Schierke steuert auf ein Bilderbuch-Winter-Wochenende zu: Petrus perfektioniert den Start der Feuerstein-Arena mit frostig-kaltem Wetter und Neuschnee. Dazu lockt ab Freitag folgendes Programm:


Freitag, 15. Dezember


● ab 16.30 Uhr: Multimedia-Show samt Lichtkunst mit der Pinguin-Armee, Penalty-Schießen mit dem ESV Schierke, Eisrevue mit VSS Ilmenau, den sachsen-anhaltischen Landesmeistern im Eiskunstlauf sowie der tschechischen Vizemeisterin von 2012 

● ab 18 Uhr: Eislauf/Eisdisco

Sonnabend, 16. Dezember
● ab 10 Uhr: Eislauf

● 17 Uhr: Eishockey-Spiel ESV Schierke gegen Eisbären Berlin All Stars, der Eintritt (3 Euro) fließt in die Nachwuchsarbeit

Sonntag, 17. Dezember

● ab 10 Uhr: Eislauf

● 17 Uhr: Eisstockschießen

Öffnungszeiten der Arena:
Die Feuerstein-Arena ist täglich von 10 bis 18 Uhr geöffnet, bei Veranstaltungen auch länger. Erwachsene zahlen vier Euro Eintritt.

Ihren Namen verdankt die Schierker Feuerstein-Arena übrigens dem Sponsoring eines Harzer Kräuter-Halbbitter-Herstellers.

#### [Gegebene Angaben]
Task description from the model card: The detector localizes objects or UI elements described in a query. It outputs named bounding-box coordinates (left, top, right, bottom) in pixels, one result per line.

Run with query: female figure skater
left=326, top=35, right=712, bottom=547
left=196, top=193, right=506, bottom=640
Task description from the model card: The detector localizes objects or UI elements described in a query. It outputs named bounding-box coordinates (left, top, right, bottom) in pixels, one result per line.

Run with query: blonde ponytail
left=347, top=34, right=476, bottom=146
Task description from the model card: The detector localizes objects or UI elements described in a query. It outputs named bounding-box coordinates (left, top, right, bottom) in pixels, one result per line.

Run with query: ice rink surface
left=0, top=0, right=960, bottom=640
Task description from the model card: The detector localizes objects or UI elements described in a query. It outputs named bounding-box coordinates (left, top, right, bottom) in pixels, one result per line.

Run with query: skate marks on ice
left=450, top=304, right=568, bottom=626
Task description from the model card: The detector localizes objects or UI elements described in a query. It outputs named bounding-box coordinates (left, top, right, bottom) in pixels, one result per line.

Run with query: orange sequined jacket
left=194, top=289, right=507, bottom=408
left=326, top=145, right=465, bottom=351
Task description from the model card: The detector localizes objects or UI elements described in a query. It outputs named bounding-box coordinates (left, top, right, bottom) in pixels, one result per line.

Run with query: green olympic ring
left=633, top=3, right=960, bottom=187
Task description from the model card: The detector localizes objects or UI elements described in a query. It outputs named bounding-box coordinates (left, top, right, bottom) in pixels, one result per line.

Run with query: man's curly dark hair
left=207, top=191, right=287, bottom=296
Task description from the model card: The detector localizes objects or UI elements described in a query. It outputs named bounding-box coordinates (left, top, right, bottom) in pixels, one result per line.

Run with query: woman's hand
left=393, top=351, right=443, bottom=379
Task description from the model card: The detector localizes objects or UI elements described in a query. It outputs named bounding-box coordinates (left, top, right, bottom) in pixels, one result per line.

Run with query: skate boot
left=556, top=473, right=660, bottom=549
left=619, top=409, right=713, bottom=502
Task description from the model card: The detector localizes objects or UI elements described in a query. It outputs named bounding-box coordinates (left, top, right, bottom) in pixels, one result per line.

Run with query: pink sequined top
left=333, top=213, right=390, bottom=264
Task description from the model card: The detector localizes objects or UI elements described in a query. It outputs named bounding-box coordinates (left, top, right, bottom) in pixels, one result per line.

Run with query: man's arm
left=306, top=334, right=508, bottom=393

#### [Deine Aufgabe]
Gegen wen spielt der ESV Schierke laut dem Text über die Feuerstein-Arena am Sonnabend um 17 Uhr Eishockey?

#### [Gelöste Aufgabe]
Gegen die Eisbären Berlin All Stars.